TASK TO CARRY OUT: Rewrite the data below in full, replacing "small stone" with "pebble" wherever it appears and keeping everything else the same.

SUPPLIED DATA:
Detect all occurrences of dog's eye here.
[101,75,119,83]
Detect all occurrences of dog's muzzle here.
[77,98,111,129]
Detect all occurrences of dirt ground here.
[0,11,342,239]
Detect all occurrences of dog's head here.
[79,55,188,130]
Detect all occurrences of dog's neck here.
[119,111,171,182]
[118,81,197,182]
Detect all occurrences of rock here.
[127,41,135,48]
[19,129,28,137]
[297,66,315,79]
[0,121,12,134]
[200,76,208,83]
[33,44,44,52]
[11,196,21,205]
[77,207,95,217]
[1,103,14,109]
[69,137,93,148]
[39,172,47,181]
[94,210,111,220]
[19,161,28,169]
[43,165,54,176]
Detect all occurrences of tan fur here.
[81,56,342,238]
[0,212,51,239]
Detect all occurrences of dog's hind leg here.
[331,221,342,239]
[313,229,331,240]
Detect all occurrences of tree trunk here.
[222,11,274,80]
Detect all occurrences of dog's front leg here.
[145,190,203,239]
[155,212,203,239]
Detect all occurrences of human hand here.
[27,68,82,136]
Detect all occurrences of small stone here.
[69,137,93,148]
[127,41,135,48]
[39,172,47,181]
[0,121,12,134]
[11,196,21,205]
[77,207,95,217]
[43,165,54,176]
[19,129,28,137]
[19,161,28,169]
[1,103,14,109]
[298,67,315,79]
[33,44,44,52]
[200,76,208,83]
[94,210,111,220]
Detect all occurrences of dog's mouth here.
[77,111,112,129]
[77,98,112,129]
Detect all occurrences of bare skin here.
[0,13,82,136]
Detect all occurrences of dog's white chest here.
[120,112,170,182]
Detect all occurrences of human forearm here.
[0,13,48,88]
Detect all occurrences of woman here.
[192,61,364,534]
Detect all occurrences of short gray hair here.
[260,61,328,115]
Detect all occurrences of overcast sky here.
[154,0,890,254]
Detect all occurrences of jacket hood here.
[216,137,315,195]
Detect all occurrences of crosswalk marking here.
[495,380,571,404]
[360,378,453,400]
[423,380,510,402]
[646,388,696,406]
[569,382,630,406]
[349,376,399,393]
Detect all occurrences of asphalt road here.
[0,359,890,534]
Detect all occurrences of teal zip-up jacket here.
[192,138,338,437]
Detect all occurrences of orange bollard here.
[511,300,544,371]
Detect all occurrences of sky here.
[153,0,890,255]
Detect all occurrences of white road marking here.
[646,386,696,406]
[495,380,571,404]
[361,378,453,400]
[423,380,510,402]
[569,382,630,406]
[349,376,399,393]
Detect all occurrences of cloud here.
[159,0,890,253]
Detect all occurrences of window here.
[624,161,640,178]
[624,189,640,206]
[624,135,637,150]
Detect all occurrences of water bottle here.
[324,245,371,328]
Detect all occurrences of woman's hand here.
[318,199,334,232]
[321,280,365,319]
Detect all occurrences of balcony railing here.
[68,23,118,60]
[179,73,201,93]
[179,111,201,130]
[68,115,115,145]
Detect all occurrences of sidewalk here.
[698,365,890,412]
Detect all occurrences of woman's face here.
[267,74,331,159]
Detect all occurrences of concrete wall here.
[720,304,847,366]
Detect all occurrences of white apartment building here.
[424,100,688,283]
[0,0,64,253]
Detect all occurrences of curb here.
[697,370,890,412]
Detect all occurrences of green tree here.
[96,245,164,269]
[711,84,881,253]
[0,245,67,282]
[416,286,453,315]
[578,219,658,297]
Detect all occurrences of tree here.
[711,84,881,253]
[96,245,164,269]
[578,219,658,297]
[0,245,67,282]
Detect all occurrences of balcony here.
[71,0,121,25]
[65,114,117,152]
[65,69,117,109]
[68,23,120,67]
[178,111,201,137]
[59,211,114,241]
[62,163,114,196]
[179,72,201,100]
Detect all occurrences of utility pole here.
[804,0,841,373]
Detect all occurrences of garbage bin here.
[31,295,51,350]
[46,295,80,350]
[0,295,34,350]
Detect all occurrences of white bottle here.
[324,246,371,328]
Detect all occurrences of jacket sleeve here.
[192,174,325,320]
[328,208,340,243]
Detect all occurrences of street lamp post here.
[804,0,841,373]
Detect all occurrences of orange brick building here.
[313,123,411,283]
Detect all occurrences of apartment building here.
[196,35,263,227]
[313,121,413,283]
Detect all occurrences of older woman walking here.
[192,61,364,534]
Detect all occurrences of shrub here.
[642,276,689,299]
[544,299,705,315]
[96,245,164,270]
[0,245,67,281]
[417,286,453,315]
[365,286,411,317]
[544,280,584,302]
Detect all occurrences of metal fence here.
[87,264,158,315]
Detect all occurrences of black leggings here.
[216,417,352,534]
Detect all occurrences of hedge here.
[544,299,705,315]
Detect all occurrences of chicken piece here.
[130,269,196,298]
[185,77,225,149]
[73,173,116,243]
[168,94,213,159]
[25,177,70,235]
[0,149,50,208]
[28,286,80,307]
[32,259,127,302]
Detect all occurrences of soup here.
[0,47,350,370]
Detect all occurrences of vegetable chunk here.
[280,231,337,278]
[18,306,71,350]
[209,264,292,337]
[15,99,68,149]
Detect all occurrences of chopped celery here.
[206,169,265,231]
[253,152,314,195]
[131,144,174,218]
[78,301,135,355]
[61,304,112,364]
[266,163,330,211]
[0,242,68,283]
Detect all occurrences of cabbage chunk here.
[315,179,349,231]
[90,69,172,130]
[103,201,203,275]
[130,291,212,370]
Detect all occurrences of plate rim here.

WRITTEN ANSWER:
Detect all occurrences of dog's eye here.
[101,75,119,83]
Detect all occurrences of dog's muzzle here.
[77,98,111,129]
Detect all occurrences of dirt ground here.
[0,11,342,239]
Detect all occurrences of dog's head here.
[79,55,188,130]
Detect all occurrences of dog's neck here.
[119,111,171,182]
[118,81,197,182]
Detect all occurrences of rock here.
[127,41,135,48]
[19,129,28,137]
[297,66,315,79]
[0,121,12,134]
[200,76,208,83]
[33,44,44,52]
[11,196,21,205]
[77,207,95,217]
[1,103,14,109]
[69,137,93,148]
[39,172,47,181]
[94,210,111,220]
[19,161,28,169]
[43,165,54,176]
Detect all occurrences of tan fur here.
[81,56,342,238]
[0,212,51,239]
Detect all occurrences of dog's hind leg here.
[331,221,342,239]
[313,229,331,240]
Detect all occurrences of tree trunk here.
[222,11,274,80]
Detect all occurrences of dog's front leg here.
[145,190,203,239]
[155,212,203,239]
Detect all occurrences of human hand here.
[27,68,82,136]
Detect all occurrences of pebble here.
[69,137,93,148]
[127,41,135,48]
[39,172,47,181]
[0,121,12,134]
[11,196,21,205]
[77,207,95,217]
[43,165,54,176]
[19,129,28,137]
[19,161,28,169]
[1,103,14,109]
[298,67,315,79]
[33,44,44,52]
[200,76,208,83]
[94,210,111,220]
Detect all occurrences of dog's mouth here.
[77,111,112,129]
[77,98,112,129]
Detect all occurrences of bare skin here.
[0,13,82,136]
Detect all occurrences of dog's white chest here.
[120,112,170,182]
Detect all occurrences of human forearm here.
[0,13,48,88]
Detect all occurrences of woman here.
[192,61,364,534]
Detect all occurrences of short gray hair here.
[260,61,328,115]
Detect all occurrences of overcast sky here.
[154,0,890,254]
Detect all occurrences of jacket hood here.
[216,137,315,195]
Detect all occurrences of crosswalk marking here.
[495,380,571,404]
[360,378,453,400]
[423,380,510,402]
[646,388,696,406]
[569,382,630,406]
[349,376,399,393]
Detect all occurrences of asphalt road here.
[0,359,890,534]
Detect all occurrences of teal zip-up jacket here.
[192,138,338,437]
Detect all occurrences of orange bollard here.
[511,300,544,371]
Detect all occurrences of sky here.
[153,0,890,255]
Detect all occurrences of white road marking here.
[646,386,696,406]
[495,380,571,404]
[361,378,453,400]
[423,380,510,402]
[569,382,630,406]
[349,376,399,393]
Detect all occurrences of cloud here.
[159,0,890,253]
Detect all occurrences of window here.
[624,161,640,178]
[624,189,640,206]
[624,135,637,150]
Detect all occurrences of water bottle here.
[324,245,371,328]
Detect all occurrences of woman's hand here.
[318,199,334,232]
[321,280,365,319]
Detect all occurrences of balcony railing here.
[68,23,118,60]
[179,73,201,93]
[179,111,201,130]
[68,115,115,145]
Detect all occurrences of sidewalk here.
[698,365,890,412]
Detect all occurrences of woman's face here.
[267,74,331,159]
Detect all occurrences of concrete wall here.
[720,304,847,366]
Detect all occurrences of white apartment building here.
[424,100,688,283]
[0,0,64,253]
Detect all occurrences of curb here.
[697,370,890,412]
Detect all occurrences of green tree here.
[96,245,164,269]
[711,84,881,253]
[0,245,67,282]
[416,286,453,315]
[578,219,658,297]
Detect all occurrences of tree here.
[711,84,881,253]
[96,245,164,269]
[578,219,658,297]
[0,245,67,282]
Detect all occurrences of balcony here.
[71,0,121,25]
[65,114,117,152]
[65,69,117,109]
[68,23,120,67]
[178,111,201,137]
[59,211,114,241]
[62,163,114,196]
[179,72,201,100]
Detect all occurrences of utility pole here.
[804,0,841,373]
Detect all occurrences of garbage bin here.
[31,295,51,350]
[46,295,80,350]
[0,295,34,350]
Detect all occurrences of white bottle here.
[324,246,371,328]
Detect all occurrences of jacket sleeve here.
[192,174,325,320]
[328,208,340,243]
Detect all occurrences of street lamp post here.
[804,0,841,373]
Detect all occurrences of orange brick building here.
[313,123,411,283]
Detect all occurrences of apartment building here.
[196,35,263,227]
[313,121,413,283]
Detect all occurrences of older woman walking here.
[192,61,364,534]
Detect all occurrences of shrub here.
[642,276,689,299]
[544,299,705,315]
[96,245,164,270]
[0,245,67,281]
[417,286,453,315]
[365,286,411,317]
[544,280,584,302]
Detect all occurrences of metal fence here.
[87,264,158,315]
Detect all occurrences of black leggings here.
[216,417,352,534]
Detect all occurrences of hedge here.
[544,299,705,315]
Detect all occurrences of chicken piece here.
[130,269,196,298]
[185,77,225,149]
[73,173,116,243]
[168,94,213,159]
[25,177,70,235]
[0,149,50,208]
[28,286,80,307]
[32,259,127,302]
Detect all occurrences of soup here.
[0,47,350,370]
Detect all occurrences of vegetable chunk here.
[280,231,337,278]
[18,306,71,350]
[209,264,292,337]
[15,99,68,149]
Detect all occurrences of chopped celery here.
[206,169,265,231]
[253,152,314,195]
[131,144,174,218]
[78,301,135,355]
[61,304,112,364]
[266,163,330,211]
[0,242,68,283]
Detect all occurrences of cabbage chunk here.
[315,179,349,231]
[90,69,172,130]
[103,201,203,275]
[130,291,212,370]
Detect all occurrences of plate rim here.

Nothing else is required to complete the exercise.